Dataset entries
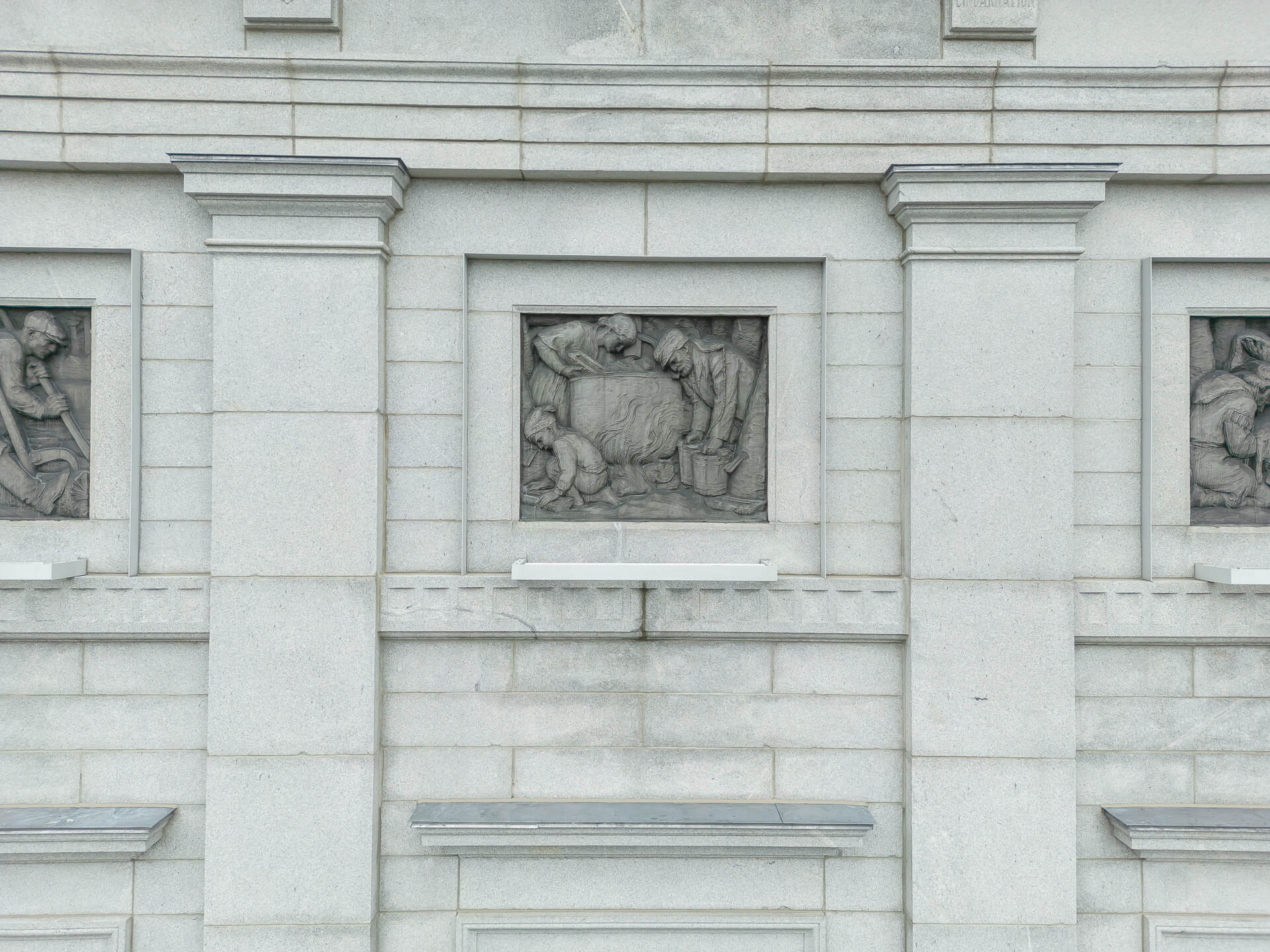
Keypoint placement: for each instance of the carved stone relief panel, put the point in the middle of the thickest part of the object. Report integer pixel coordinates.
(45, 393)
(1230, 424)
(628, 416)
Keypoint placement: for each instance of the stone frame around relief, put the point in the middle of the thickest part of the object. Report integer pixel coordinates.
(85, 278)
(720, 531)
(663, 315)
(1170, 288)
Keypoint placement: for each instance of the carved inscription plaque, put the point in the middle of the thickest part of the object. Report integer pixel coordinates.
(1230, 423)
(628, 416)
(45, 389)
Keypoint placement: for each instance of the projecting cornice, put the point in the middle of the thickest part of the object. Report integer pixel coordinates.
(751, 122)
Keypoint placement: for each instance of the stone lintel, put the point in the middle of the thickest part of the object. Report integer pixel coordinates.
(31, 834)
(1226, 833)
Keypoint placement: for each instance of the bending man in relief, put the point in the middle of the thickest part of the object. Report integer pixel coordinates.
(577, 471)
(1224, 437)
(38, 339)
(556, 348)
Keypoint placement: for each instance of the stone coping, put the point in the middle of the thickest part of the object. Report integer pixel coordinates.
(639, 828)
(79, 833)
(1184, 832)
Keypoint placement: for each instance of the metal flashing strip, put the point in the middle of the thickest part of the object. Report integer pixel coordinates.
(643, 571)
(135, 403)
(822, 260)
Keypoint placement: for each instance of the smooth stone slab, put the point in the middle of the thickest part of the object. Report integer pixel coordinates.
(1230, 833)
(639, 828)
(79, 833)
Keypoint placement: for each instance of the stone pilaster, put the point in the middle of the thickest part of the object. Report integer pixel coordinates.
(990, 309)
(298, 496)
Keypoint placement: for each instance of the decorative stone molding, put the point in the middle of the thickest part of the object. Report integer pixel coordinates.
(1181, 612)
(33, 834)
(291, 15)
(1230, 833)
(106, 607)
(1180, 933)
(793, 607)
(93, 933)
(653, 932)
(571, 828)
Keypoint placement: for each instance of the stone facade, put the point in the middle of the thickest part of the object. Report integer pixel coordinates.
(970, 248)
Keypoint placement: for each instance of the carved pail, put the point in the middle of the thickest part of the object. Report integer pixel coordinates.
(634, 416)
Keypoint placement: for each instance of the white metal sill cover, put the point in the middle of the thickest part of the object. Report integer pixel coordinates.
(639, 828)
(33, 834)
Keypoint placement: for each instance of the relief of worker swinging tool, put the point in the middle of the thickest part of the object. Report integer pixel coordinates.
(45, 385)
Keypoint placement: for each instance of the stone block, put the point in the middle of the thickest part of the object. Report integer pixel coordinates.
(837, 669)
(167, 933)
(182, 493)
(640, 883)
(992, 840)
(1119, 777)
(258, 303)
(1171, 724)
(1232, 672)
(291, 840)
(446, 666)
(41, 669)
(144, 777)
(722, 219)
(40, 778)
(990, 668)
(1109, 885)
(447, 774)
(287, 681)
(71, 723)
(177, 440)
(511, 720)
(425, 441)
(1108, 446)
(863, 495)
(956, 463)
(864, 444)
(643, 666)
(412, 884)
(840, 775)
(177, 386)
(160, 668)
(864, 932)
(860, 884)
(319, 483)
(780, 721)
(642, 774)
(288, 938)
(65, 889)
(1108, 670)
(865, 393)
(521, 218)
(168, 888)
(1231, 778)
(1206, 888)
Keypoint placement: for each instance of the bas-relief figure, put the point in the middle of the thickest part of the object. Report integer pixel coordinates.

▶ Problem details: All of the records should be set down exactly, minus the pictures they hold.

▶ Answer to this exercise:
Keypoint placement: for each instance of the carved stone relief panel, put the point in the middle of the thickest part of the object. Report integer pixel coordinates.
(45, 393)
(1230, 424)
(628, 416)
Keypoint placement: for each instance of the stone frame around relief, put the point in the middle of the thickest part of the object. Report integer pixel coordinates.
(85, 278)
(720, 531)
(663, 315)
(1170, 288)
Keypoint placement: for each instance of the carved inscription plaque, put the point in the middle of the thickest part of the object. Report integer pixel coordinates.
(1230, 423)
(628, 416)
(45, 389)
Keypoint placement: for each instance of the projecting cornice, put the point in the middle of the thickest part of the object. Report integer pixel coordinates.
(751, 122)
Keypoint placement: for each instance of the stone lintel, put the point in the middle of the thickest part of the object. Report integer pixel coordinates.
(31, 834)
(1226, 833)
Keypoint placement: for each instance of the bending man in relief, put the point in the middle of the thickest part of the object. Report integer pixel coordinates.
(577, 471)
(1224, 437)
(38, 339)
(556, 348)
Keypoint placement: for each instance of the stone coping, put the point in the middle of the thickest part of the object. Report integer pixel coordinates.
(639, 828)
(79, 833)
(1184, 832)
Keypoint placement: for each instance of the metal flashing strip, put the point in the middle of the thickest part of the object. Report integer pixel coordinates.
(643, 571)
(135, 403)
(822, 260)
Keypoint placement: for each instance of the smooth stone slab, put the point in the middle of the thickest part of the object. Report integer pixel coordinates.
(1230, 833)
(639, 828)
(79, 833)
Keypoint placement: for each instance of the stone pilaster, put the point in the middle of the thickest part of the object. Report integer pixel coordinates.
(990, 309)
(298, 496)
Keypoint placement: for each instance of the decorative stone molding, put the point in the middle of the thickest part of the object. Report integer pixel coordinates.
(1181, 612)
(33, 834)
(291, 15)
(1230, 833)
(106, 607)
(1180, 933)
(793, 607)
(93, 933)
(653, 932)
(571, 828)
Keypoint placement: for each instance of the stone facade, put the point in the middle of the thickest part of the object. Report integer pixel coordinates.
(970, 248)
Keypoint placement: for each instance of the carved pail, put the point in the middle of the thickest part of the object. Report integer pixel coordinates.
(634, 416)
Keypoint placement: for each instance of the white metal sill cover, put the point in the middle of the thickest part of the object. Report integer pixel coordinates.
(639, 828)
(33, 834)
Keypoint placement: for each instance of the relief of worker swinging tool, put the point in the middle of the thickest part of the object. Report integer pixel coordinates.
(45, 385)
Keypoint placement: for each instance of the stone block, put the point in the middle of the thickest part of the object. Report integer pixel coordinates.
(837, 669)
(167, 933)
(182, 493)
(640, 883)
(992, 840)
(1119, 777)
(258, 303)
(1171, 724)
(1232, 672)
(291, 840)
(446, 666)
(41, 669)
(144, 777)
(722, 219)
(40, 778)
(990, 668)
(1109, 885)
(447, 774)
(287, 681)
(71, 723)
(177, 440)
(511, 720)
(425, 441)
(1108, 446)
(863, 495)
(956, 463)
(864, 444)
(643, 666)
(412, 884)
(840, 775)
(177, 386)
(160, 668)
(864, 932)
(860, 884)
(319, 483)
(780, 721)
(642, 774)
(288, 938)
(65, 889)
(1108, 670)
(865, 393)
(521, 218)
(168, 888)
(1231, 778)
(1206, 888)
Keypoint placement: for each instance of the bas-relief figure, put the point in the middle of the thickest part of the object. Report integer pixel coordinates.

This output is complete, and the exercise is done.